• TEXTO PROPORCIONADO:
= = = = = = =

En el fin del mundo los hombres resucitarán y habrá una vida futura distinta a la presente.
LA RESURRECCIÓN DE LOS
MUERTOS Y LA VIDA ETERNA
16.1 LA RESURRECCIÓN DE LOS
MUERTOS
16.1.1 El hecho de la
Resurrección
El artículo
del Credo: “… espero la resurrección de los muertos
y la vida del mundo futuro”, nos enseña que al fin del mundo los hombres
resucitarán, esto es, que el alma de cada hombre volverá a juntarse con el
cuerpo que tuvo en la tierra, para no separarse ya de él. Enseña también la
existencia de una vida futura distinta a la presente.
Se trata
de una resurrección de la carne, porque son los cuerpos los que vuelven a la
vida, ya que el alma ni ha muerto, ni puede morir.
Es
posible que se junten los átomos dispersos de los cuerpos por la virtud
omnipotente de Dios.
Dios, en efecto, no tendrá más dificultad en reunirlos,
que la que tuvo en sacarlos de la nada.
Que los
muertos resucitarán es una verdad de fe, no alcanzable con el sólo esfuerzo
racional.
Consta:
a) Por el testimonio de la Escritura. Así, dice San
Juan: “Todos los que están en los sepulcros oirán
la voz del Hijo de Dios, y resucitarán, los que obraron el bien para la vida
eterna; y los que obraron el mal para ser condenados” (5, 28, 29).
b) Por la enseñanza de la Iglesia en los Concilios y
en los Símbolos (cfr. Dz. 1 ss, 40, 287, 464, 531,etc.).

= = = = = = =

• LÍNEAS DE DATOS:
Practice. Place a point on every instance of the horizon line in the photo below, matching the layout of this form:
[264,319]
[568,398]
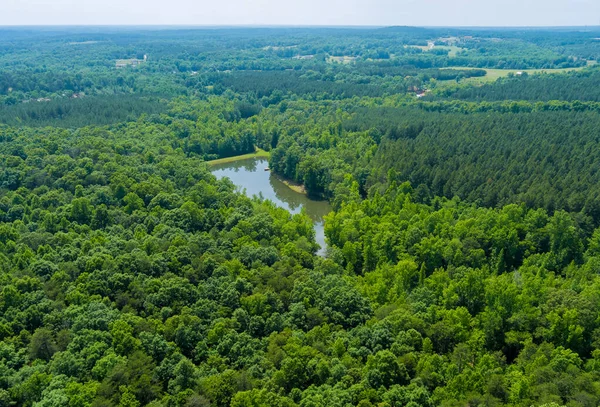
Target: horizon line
[161,25]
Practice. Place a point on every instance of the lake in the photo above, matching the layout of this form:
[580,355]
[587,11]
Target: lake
[250,176]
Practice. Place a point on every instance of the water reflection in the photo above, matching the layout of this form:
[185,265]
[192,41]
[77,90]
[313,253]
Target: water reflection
[250,175]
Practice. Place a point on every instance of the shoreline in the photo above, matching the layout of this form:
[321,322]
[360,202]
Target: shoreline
[259,153]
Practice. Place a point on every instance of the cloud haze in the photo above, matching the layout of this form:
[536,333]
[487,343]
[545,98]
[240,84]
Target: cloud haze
[302,12]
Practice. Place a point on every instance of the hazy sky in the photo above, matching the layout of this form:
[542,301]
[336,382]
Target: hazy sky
[302,12]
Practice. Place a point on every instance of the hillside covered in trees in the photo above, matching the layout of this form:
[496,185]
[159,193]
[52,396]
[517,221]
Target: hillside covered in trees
[463,248]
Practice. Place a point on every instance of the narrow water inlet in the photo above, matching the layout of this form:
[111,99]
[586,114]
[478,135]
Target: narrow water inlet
[254,177]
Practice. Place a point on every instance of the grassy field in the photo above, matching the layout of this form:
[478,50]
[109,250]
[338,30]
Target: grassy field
[494,74]
[341,60]
[257,154]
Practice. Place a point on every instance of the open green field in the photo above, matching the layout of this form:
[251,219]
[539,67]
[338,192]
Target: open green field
[494,74]
[259,153]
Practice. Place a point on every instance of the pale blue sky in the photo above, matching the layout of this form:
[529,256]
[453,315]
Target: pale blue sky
[302,12]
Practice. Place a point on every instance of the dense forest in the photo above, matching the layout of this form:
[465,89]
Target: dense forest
[463,248]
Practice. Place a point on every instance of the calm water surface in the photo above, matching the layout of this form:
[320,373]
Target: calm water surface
[250,176]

= = = = = = =

• QUÉ HACER: Resume en dos oraciones el texto sobre la resurrección de los muertos. Las líneas son un material aparte del texto.

• RESPUESTA: Según el artículo del Credo, al fin del mundo los hombres resucitarán, es decir, el alma de cada uno volverá a juntarse para siempre con el cuerpo que tuvo en la tierra, y habrá una vida futura distinta a la presente. Esta resurrección de la carne es posible por la virtud omnipotente de Dios y es una verdad de fe que consta por el testimonio de la Escritura y por la enseñanza de la Iglesia en los Concilios y en los Símbolos.